• Data lines:

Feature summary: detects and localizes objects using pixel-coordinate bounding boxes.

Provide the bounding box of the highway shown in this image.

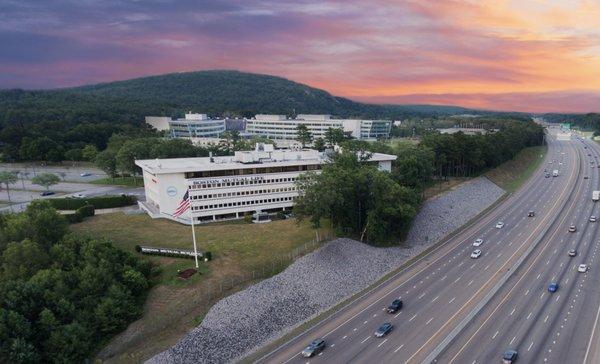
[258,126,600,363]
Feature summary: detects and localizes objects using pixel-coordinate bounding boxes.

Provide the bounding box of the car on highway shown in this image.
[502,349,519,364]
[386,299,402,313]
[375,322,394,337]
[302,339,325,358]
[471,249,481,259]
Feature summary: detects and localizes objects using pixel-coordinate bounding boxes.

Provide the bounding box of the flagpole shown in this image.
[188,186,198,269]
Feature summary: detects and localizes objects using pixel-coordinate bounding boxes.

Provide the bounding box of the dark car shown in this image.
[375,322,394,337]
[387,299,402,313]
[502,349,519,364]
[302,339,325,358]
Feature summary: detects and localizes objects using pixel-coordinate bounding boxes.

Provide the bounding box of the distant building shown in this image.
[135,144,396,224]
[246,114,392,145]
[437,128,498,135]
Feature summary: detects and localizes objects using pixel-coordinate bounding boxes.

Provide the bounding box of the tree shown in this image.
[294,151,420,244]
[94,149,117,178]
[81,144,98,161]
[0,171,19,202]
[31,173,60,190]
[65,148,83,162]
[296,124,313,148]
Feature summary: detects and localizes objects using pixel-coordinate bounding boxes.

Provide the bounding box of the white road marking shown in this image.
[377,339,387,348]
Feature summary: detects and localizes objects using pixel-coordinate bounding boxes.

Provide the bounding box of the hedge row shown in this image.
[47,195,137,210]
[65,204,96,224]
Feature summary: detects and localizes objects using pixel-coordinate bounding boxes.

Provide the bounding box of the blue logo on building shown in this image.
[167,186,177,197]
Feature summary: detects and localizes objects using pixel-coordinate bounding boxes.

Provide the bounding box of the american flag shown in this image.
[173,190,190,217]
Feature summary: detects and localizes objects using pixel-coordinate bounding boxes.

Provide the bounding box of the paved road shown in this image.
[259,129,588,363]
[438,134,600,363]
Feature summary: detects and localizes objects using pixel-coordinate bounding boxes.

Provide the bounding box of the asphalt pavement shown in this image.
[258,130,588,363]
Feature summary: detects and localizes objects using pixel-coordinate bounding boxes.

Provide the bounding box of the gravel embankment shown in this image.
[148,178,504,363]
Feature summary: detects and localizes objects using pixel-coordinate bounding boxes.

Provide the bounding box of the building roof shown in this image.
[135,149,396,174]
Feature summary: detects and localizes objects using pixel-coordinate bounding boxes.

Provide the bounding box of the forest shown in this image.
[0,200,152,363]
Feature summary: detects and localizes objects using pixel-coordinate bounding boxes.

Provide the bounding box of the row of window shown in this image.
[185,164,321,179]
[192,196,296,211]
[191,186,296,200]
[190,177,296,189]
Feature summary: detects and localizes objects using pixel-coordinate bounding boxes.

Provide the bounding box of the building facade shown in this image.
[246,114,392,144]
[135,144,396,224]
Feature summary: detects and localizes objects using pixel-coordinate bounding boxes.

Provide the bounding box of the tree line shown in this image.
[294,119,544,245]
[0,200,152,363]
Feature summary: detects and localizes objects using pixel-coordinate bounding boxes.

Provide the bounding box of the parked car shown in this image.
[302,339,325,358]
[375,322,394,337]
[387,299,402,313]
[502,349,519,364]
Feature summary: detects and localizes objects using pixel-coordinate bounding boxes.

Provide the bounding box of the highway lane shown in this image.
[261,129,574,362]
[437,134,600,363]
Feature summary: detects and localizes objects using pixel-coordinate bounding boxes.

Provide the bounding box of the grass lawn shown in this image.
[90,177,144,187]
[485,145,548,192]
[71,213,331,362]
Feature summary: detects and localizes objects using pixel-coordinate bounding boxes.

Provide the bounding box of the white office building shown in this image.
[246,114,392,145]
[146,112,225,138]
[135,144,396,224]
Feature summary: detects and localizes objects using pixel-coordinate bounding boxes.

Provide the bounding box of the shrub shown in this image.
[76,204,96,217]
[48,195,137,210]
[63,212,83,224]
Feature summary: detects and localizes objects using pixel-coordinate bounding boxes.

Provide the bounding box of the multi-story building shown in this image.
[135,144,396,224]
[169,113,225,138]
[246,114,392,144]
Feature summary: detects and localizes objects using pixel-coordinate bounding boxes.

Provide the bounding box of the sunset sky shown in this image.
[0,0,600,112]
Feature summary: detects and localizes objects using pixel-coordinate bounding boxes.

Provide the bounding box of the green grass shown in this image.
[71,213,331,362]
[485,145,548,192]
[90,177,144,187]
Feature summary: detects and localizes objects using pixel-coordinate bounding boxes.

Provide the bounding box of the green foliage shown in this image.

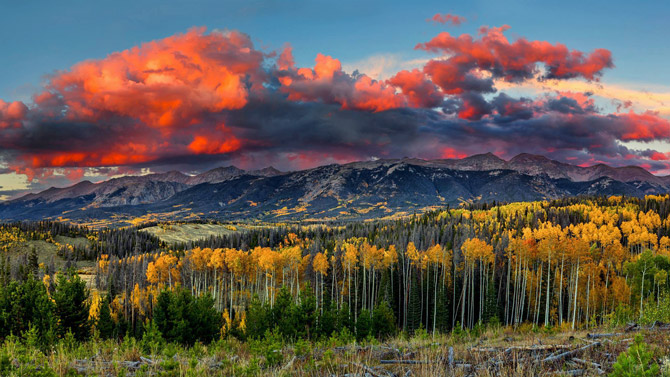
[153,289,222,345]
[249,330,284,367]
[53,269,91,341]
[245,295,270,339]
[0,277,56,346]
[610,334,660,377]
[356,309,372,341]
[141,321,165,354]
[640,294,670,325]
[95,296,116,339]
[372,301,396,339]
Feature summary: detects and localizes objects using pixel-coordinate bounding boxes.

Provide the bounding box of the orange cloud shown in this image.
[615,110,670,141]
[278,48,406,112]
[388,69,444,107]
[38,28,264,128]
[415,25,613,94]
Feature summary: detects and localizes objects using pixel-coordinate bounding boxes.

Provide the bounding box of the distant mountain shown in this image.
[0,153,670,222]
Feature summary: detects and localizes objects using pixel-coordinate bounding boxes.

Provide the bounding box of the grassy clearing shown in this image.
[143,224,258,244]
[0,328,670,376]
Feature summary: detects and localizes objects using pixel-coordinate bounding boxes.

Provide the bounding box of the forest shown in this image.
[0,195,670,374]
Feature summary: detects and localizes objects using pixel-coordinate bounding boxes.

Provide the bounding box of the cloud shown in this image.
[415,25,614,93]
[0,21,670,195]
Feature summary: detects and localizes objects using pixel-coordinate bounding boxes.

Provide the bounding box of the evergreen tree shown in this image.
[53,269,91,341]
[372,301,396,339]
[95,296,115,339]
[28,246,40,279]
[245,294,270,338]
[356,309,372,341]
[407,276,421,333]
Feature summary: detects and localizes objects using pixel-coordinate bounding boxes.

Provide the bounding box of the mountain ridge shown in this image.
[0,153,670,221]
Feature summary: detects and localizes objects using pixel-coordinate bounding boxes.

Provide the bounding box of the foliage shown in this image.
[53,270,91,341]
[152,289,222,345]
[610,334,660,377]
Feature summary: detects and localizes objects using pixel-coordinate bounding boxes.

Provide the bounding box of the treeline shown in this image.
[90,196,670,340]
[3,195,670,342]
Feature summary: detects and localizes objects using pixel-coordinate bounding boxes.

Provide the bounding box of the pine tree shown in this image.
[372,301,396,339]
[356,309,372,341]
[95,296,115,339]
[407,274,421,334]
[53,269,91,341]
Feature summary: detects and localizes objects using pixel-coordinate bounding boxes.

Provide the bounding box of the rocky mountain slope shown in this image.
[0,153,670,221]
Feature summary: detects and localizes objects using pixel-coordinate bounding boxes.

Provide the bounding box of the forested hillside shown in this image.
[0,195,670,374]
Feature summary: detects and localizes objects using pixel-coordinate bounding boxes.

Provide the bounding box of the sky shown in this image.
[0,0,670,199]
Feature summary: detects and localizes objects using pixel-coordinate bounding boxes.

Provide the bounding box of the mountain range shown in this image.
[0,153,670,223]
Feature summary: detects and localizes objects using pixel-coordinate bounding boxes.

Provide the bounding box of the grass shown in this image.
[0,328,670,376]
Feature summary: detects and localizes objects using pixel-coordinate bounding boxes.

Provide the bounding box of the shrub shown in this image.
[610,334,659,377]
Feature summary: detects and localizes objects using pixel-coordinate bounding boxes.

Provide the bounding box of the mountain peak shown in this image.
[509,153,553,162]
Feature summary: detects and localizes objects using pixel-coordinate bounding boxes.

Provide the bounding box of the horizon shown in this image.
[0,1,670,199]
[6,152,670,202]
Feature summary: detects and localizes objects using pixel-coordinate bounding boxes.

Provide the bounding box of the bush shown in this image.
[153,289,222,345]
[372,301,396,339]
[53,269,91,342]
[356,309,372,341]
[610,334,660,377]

• Description of the task:
Rewrite the listing from its first line through the line containing "[437,128,498,135]", changing each "highway" to "freeway" and keeping everything else the same. Leave the pictures out.

• Full response:
Feature summary: detects and localizes objects using pixel-coordinate bounding boxes.

Provide the bounding box of the freeway shown in this image.

[258,126,600,363]
Feature summary: detects and localizes objects using pixel-coordinate bounding boxes.

Provide the bounding box of the car on freeway shown in this image.
[502,349,519,364]
[386,299,402,313]
[375,322,394,337]
[302,339,325,358]
[471,249,481,259]
Feature summary: detects and localizes objects using pixel-coordinate bounding boxes.

Provide the bounding box of the flagpole shown in this image.
[188,186,198,269]
Feature summary: detects and localizes objects using pixel-coordinate bounding boxes.

Provide the bounding box of the dark car shown in this image.
[375,322,394,337]
[387,299,402,313]
[502,349,519,364]
[302,339,325,358]
Feature summary: detects and localizes objects using pixel-coordinate bounding boxes.

Provide the bounding box of the distant building shown in this image.
[135,144,396,224]
[246,114,392,145]
[437,128,498,135]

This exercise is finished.